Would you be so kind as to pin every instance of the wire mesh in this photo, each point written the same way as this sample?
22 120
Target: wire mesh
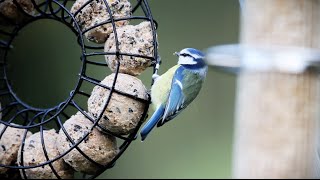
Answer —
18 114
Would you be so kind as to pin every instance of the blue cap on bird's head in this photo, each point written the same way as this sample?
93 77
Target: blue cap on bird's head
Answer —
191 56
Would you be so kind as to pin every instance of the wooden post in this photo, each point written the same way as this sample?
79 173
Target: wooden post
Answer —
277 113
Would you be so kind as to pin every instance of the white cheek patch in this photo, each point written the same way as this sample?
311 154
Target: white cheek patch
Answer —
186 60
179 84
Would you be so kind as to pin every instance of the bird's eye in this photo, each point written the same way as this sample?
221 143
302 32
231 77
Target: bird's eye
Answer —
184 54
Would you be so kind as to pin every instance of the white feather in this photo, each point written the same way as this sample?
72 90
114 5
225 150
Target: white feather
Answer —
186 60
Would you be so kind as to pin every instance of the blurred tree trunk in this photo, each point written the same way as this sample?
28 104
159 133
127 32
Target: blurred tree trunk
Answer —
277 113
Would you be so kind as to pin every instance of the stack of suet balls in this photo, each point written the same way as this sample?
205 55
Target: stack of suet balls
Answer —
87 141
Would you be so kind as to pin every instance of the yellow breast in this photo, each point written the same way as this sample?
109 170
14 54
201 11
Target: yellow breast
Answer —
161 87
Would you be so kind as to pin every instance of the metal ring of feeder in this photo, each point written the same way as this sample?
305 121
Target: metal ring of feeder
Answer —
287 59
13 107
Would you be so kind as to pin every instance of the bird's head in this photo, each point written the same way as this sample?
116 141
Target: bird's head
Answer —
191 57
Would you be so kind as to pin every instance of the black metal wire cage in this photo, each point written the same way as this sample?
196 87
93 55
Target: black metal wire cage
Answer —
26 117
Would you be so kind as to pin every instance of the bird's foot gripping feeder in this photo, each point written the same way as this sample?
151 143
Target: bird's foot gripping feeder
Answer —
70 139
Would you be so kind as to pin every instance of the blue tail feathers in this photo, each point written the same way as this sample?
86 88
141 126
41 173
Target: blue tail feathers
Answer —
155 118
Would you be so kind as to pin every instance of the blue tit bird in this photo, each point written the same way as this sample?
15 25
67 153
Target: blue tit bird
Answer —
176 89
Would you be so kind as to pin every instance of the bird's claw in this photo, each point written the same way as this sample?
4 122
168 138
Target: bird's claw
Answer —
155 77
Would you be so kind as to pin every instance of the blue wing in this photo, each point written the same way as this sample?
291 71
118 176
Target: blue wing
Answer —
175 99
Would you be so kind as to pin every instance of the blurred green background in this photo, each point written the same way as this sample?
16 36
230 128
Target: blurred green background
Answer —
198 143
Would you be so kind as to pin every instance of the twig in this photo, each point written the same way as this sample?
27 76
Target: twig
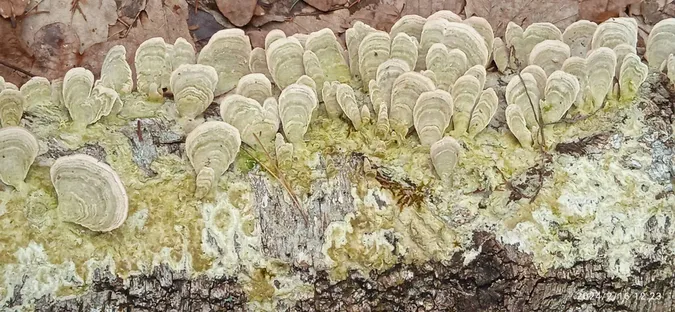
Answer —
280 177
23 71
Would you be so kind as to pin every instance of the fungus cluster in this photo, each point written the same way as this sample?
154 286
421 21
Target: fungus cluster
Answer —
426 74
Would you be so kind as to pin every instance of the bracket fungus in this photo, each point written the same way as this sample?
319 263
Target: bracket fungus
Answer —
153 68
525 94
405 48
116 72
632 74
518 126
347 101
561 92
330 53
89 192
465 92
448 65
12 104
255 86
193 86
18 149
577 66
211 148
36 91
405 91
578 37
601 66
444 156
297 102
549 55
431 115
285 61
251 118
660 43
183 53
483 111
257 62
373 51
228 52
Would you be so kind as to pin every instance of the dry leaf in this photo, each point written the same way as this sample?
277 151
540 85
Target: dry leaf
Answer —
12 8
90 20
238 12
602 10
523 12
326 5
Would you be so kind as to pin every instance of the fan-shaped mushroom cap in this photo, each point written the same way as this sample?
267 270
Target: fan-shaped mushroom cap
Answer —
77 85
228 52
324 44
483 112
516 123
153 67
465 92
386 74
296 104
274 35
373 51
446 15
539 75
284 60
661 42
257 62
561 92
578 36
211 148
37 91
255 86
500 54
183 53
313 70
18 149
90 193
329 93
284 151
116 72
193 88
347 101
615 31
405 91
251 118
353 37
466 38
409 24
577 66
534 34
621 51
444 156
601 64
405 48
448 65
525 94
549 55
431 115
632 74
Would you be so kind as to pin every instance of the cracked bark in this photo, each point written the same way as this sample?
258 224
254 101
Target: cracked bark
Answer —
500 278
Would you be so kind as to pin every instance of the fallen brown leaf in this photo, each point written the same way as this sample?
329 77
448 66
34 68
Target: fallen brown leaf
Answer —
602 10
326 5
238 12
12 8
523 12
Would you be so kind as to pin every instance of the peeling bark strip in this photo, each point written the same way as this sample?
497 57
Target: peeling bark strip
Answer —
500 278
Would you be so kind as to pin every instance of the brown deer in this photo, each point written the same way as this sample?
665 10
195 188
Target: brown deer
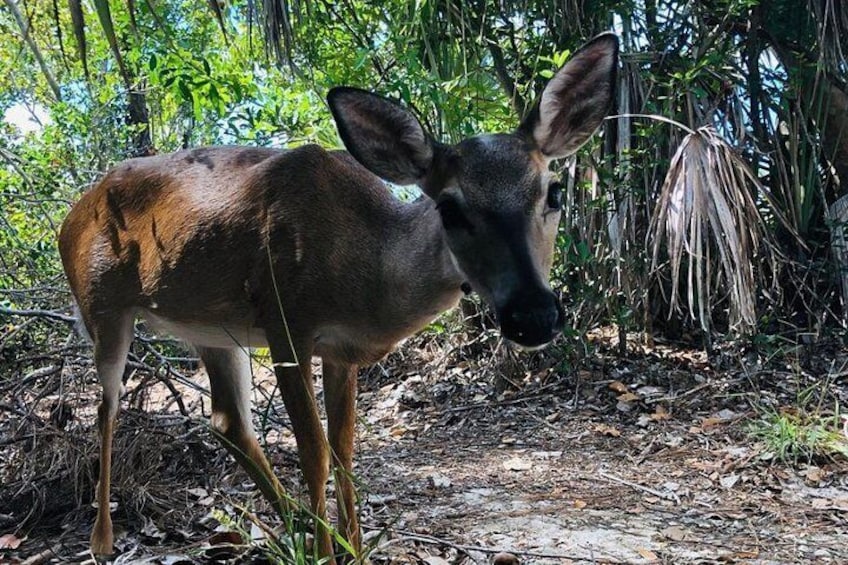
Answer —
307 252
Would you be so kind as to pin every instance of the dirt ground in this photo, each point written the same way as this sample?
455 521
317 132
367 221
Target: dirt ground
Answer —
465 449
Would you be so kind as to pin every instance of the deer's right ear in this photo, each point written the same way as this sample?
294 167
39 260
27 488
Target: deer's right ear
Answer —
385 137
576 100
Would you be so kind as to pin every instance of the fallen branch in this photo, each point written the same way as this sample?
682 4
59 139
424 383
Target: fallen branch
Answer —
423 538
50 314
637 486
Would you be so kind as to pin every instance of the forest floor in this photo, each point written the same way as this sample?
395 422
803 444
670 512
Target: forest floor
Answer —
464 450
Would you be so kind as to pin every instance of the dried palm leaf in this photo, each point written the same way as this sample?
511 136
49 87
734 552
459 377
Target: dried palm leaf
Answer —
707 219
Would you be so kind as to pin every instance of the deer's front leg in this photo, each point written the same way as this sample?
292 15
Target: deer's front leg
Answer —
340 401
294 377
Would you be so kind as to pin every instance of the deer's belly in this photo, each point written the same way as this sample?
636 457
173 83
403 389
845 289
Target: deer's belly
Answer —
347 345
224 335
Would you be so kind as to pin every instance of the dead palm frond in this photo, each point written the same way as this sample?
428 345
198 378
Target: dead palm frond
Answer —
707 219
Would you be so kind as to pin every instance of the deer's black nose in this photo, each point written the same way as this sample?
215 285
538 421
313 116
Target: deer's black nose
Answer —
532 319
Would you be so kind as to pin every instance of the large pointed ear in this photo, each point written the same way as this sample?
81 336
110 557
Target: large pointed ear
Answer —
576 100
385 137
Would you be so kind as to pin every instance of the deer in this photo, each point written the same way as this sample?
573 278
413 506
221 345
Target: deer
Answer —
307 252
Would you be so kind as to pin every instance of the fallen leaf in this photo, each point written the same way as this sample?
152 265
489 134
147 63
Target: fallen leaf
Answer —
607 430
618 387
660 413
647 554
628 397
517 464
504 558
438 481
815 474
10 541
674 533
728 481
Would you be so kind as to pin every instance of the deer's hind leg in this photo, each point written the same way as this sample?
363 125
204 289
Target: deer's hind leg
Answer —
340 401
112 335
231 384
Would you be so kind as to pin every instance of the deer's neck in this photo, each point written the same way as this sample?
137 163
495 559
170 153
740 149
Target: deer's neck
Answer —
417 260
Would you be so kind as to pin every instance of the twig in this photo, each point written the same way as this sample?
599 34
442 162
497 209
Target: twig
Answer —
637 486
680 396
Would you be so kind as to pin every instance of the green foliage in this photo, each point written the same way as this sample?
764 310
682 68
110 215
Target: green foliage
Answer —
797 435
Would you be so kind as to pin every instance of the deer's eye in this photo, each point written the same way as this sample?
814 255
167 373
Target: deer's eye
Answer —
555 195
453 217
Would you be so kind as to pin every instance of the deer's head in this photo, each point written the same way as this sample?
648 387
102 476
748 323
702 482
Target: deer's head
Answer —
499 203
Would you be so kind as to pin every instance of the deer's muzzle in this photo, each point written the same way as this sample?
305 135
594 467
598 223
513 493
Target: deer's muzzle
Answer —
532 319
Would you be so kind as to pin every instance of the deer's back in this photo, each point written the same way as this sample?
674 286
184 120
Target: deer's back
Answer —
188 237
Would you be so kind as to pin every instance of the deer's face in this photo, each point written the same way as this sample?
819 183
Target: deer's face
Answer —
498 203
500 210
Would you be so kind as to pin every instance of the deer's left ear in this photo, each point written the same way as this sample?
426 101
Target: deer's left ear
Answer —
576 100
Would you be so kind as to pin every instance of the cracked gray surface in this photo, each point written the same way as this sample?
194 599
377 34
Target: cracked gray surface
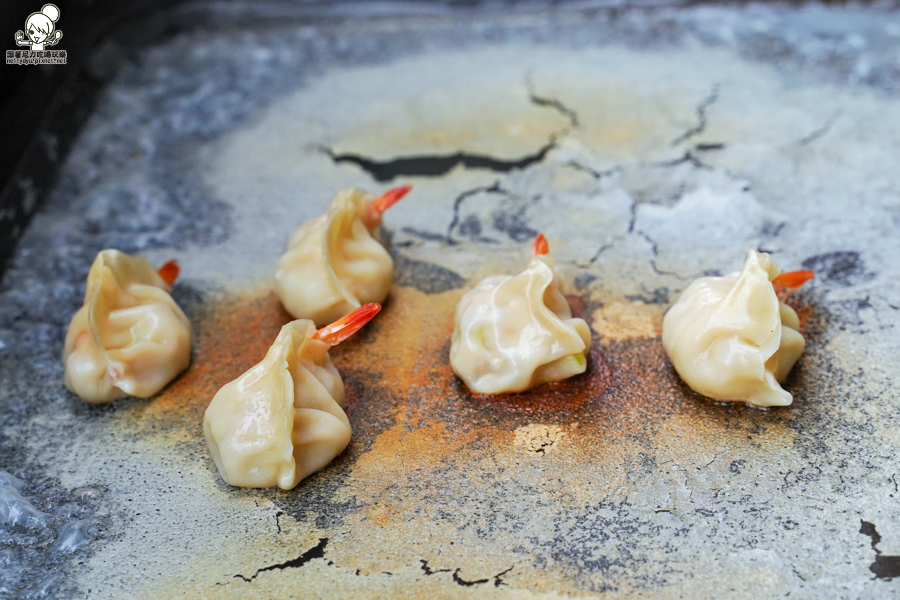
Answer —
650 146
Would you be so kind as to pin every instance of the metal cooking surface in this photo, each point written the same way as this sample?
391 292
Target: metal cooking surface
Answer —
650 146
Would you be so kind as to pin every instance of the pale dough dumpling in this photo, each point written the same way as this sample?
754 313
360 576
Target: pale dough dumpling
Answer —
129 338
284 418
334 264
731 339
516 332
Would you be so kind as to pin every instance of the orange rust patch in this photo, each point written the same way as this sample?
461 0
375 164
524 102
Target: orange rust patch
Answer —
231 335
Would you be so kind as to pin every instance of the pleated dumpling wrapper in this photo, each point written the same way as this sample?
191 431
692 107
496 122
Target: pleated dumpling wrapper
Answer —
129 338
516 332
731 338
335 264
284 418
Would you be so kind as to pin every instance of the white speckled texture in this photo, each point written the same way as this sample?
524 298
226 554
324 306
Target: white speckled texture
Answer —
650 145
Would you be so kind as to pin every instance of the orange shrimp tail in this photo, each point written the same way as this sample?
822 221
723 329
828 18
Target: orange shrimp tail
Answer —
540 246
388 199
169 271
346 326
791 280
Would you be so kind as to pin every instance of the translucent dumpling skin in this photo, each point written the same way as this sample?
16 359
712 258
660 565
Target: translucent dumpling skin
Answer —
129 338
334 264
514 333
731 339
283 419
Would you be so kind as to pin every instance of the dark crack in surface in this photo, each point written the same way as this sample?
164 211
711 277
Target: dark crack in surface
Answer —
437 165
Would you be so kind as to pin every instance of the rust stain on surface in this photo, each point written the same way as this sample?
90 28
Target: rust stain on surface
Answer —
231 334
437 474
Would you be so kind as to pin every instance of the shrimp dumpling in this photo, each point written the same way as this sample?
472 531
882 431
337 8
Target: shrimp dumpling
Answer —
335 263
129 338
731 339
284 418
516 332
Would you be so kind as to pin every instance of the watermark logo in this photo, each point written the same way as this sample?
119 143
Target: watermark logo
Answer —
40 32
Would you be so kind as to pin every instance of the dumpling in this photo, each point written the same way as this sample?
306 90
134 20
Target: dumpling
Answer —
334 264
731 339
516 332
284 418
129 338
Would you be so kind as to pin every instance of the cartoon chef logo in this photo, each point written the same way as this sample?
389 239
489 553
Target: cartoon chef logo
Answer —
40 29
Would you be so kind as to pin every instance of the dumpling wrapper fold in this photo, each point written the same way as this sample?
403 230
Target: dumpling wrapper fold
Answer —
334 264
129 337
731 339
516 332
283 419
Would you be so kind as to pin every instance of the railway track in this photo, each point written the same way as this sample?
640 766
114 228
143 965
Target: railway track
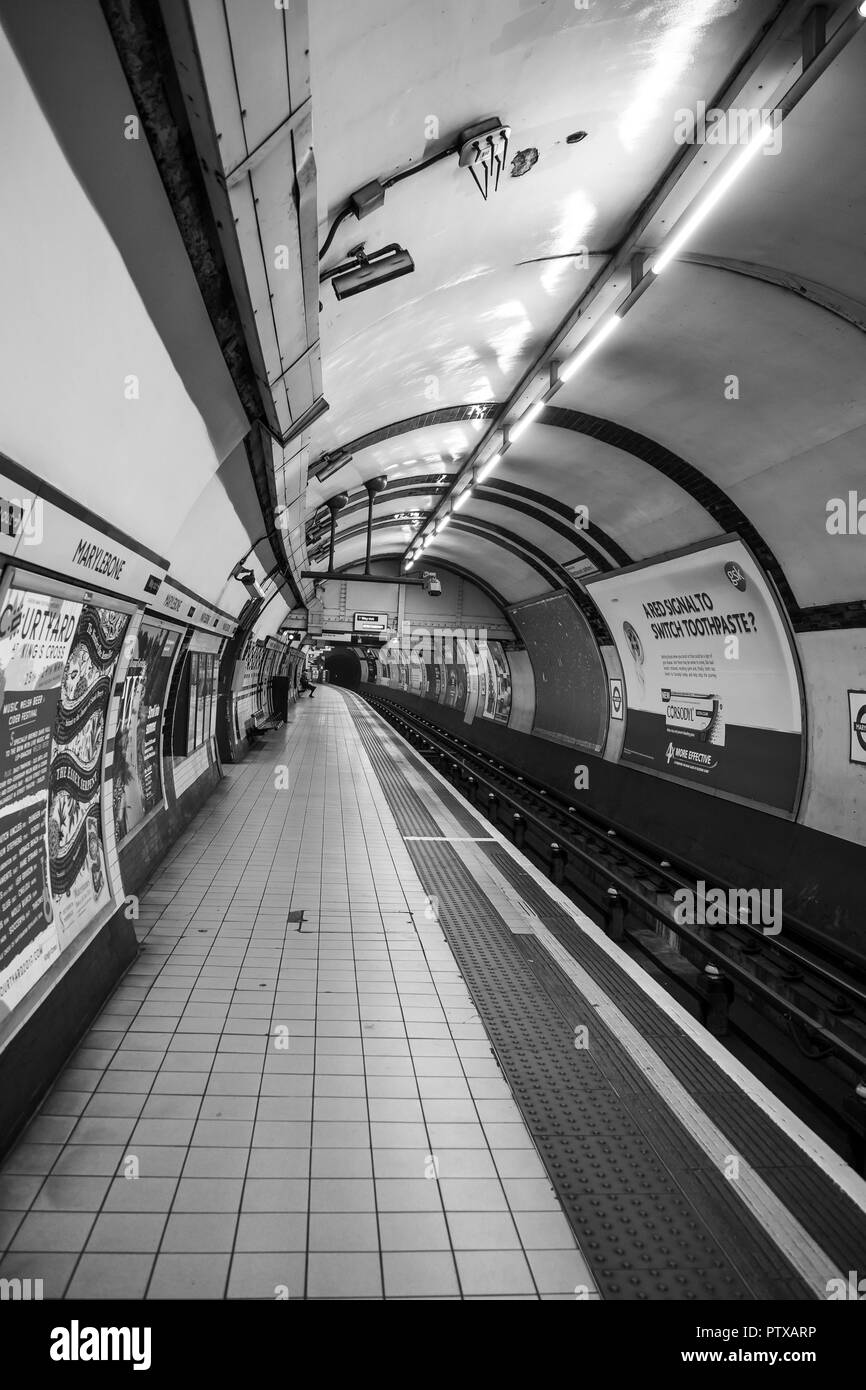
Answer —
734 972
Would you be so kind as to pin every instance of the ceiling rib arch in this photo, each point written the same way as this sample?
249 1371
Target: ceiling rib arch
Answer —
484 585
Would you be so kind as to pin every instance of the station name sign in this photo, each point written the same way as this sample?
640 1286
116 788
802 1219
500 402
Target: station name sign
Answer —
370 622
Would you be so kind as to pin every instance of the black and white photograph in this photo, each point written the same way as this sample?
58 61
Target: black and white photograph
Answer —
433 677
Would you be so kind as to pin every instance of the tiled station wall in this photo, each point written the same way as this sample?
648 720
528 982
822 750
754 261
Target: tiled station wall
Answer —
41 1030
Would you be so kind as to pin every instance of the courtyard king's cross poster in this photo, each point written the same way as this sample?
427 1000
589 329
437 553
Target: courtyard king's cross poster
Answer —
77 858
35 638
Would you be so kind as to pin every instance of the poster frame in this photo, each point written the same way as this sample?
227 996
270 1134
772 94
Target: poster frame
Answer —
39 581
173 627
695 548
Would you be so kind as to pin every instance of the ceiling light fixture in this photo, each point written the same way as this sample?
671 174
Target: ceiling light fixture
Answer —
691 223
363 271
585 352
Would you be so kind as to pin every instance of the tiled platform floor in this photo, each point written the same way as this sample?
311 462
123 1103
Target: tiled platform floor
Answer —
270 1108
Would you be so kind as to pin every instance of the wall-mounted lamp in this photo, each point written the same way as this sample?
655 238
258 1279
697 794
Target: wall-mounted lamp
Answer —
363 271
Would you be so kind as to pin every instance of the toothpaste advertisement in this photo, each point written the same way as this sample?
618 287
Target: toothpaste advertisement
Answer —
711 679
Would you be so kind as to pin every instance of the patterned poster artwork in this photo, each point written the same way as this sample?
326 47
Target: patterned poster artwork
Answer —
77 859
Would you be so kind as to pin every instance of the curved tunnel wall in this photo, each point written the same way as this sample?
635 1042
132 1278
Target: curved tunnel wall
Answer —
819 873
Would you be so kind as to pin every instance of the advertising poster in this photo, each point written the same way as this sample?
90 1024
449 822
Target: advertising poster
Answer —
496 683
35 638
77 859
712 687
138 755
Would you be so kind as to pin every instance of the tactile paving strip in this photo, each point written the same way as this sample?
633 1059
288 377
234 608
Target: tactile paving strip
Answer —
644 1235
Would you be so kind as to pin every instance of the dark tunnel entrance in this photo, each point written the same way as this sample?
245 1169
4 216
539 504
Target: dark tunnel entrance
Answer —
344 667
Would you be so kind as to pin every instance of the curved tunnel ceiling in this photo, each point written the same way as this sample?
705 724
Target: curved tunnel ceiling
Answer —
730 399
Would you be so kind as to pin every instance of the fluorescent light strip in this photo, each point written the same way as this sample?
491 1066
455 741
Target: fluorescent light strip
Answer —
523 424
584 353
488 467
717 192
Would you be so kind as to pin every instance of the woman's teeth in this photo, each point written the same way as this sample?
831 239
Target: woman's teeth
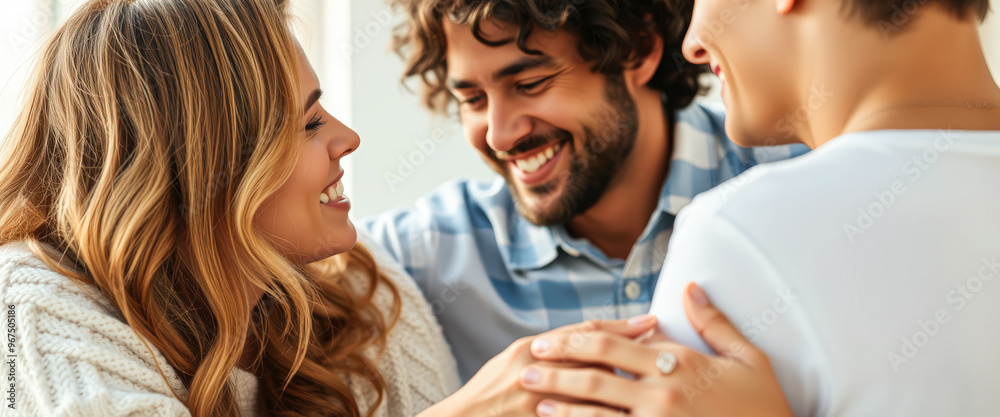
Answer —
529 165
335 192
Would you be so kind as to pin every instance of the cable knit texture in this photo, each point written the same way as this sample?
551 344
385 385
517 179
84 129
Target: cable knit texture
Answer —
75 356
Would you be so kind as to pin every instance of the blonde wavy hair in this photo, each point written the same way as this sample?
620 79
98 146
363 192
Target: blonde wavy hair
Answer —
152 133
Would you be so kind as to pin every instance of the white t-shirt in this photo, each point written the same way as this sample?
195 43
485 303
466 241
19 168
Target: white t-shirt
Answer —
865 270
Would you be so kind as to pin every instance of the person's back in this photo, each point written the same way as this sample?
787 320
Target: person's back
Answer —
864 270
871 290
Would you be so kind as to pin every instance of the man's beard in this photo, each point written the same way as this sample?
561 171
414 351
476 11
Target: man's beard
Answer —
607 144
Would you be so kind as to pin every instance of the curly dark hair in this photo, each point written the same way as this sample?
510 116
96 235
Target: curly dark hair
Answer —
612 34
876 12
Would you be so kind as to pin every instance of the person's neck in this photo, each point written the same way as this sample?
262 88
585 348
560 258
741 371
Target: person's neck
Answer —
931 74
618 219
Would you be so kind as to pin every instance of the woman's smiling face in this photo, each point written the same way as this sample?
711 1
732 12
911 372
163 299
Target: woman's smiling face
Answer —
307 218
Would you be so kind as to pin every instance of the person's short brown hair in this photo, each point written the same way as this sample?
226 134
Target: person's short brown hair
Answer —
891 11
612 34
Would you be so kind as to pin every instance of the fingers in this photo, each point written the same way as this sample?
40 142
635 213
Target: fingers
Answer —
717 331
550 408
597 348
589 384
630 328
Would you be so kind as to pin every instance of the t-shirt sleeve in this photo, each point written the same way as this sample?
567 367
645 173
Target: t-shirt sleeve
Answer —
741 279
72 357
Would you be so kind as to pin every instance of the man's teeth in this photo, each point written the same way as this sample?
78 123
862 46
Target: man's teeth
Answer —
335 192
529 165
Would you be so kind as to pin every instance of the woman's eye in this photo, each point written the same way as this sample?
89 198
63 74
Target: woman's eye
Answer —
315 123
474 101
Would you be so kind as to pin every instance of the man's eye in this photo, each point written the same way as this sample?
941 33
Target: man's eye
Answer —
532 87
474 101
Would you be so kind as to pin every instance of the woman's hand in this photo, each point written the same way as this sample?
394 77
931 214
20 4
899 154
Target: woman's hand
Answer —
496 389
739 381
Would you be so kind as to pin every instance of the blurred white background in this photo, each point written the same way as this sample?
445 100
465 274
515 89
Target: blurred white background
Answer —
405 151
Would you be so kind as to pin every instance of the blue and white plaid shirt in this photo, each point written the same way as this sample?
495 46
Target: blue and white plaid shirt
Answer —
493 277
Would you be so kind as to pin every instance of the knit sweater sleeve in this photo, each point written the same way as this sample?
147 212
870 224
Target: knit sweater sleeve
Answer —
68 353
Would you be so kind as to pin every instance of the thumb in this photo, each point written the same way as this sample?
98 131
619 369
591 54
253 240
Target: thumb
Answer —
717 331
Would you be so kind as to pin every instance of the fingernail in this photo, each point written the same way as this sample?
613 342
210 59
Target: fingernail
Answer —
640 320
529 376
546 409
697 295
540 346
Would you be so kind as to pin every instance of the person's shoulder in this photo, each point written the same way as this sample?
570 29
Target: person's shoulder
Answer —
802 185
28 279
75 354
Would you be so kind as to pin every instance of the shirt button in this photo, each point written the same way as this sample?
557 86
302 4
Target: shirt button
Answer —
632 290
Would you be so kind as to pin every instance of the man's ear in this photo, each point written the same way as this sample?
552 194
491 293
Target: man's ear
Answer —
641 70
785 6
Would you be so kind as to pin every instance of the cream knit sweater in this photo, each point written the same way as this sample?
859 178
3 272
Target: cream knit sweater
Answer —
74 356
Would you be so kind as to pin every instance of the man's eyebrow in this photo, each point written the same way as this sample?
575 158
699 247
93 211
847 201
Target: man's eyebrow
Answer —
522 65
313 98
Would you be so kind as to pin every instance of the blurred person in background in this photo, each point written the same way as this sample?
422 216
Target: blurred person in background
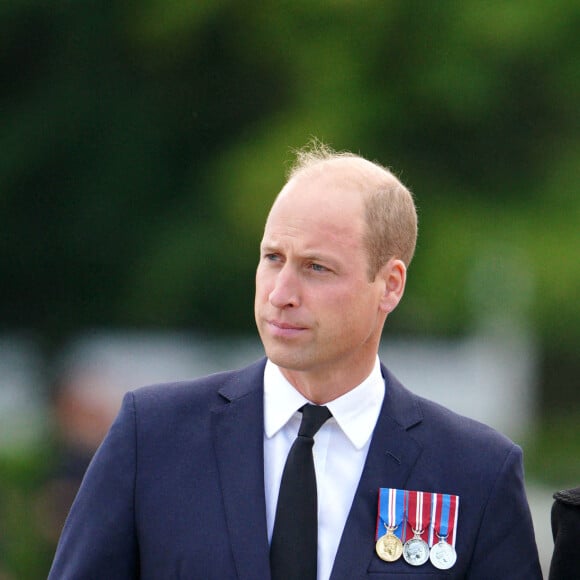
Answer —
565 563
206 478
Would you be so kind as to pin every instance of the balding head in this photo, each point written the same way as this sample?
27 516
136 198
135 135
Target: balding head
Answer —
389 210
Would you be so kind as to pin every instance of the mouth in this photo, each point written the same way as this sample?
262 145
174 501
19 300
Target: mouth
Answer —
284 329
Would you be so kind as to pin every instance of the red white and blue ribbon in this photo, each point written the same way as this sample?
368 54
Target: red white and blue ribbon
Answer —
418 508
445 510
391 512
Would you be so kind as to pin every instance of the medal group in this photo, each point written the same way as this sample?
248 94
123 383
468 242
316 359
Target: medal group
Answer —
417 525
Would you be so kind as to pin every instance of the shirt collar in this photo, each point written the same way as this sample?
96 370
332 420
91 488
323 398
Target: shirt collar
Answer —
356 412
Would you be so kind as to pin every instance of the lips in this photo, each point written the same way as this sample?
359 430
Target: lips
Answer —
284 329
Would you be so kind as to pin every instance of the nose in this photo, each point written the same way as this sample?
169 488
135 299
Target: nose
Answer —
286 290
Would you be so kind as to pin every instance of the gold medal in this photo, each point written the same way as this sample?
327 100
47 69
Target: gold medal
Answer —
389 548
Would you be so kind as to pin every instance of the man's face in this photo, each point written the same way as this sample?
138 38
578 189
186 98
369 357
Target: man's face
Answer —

_____

(Required work): Reproduce only the lines running from the one with "of the balding" through the final line of the listing above, both ends included.

(Output below):
Would you be so kind as to pin every instance of the balding head in this photo, each point written the same way as this sample?
27 516
136 198
135 135
Target: balding head
Answer —
389 210
Would you be so kind as to pin every instance of the mouth in this photo, each point written the same way as this sample?
262 145
174 501
19 300
Target: mouth
Answer —
284 329
Would you be so kind as to pin every instance of the red white and blue ribbon in this photo, each point written the same way as this sample?
368 54
Target: red white and blue ribbon
Answer —
418 508
445 510
391 512
Would you be so kind as to pin every instance of the medal group in this photo, each point written the same way as this sample?
248 94
123 383
468 242
316 359
Target: medal group
Answer —
417 525
Would you be so kind as to pin every instance of the shirt collar in this photo, each point written the same way as this sample?
96 370
332 420
91 488
323 398
Target: shirt collar
Answer —
356 412
Would you be so kind as to pin every instance of the lips in this photo, each point written the same way as this sample?
359 430
Target: lips
Answer —
284 329
Would you be so kind as to pin every instance of the nose in this photo, each point written the same way as this sample?
169 488
135 299
Target: nose
Answer —
286 290
Would you be so kind as to pin every instance of the gold medal in this photo, each point written the same way as this sample?
327 100
47 69
Target: gold medal
Answer —
389 548
Would you be so kind as to pin every instance of the man's face in this photo, each point written the same way as this sample?
138 38
578 189
186 98
369 357
Target: man's face
Answer —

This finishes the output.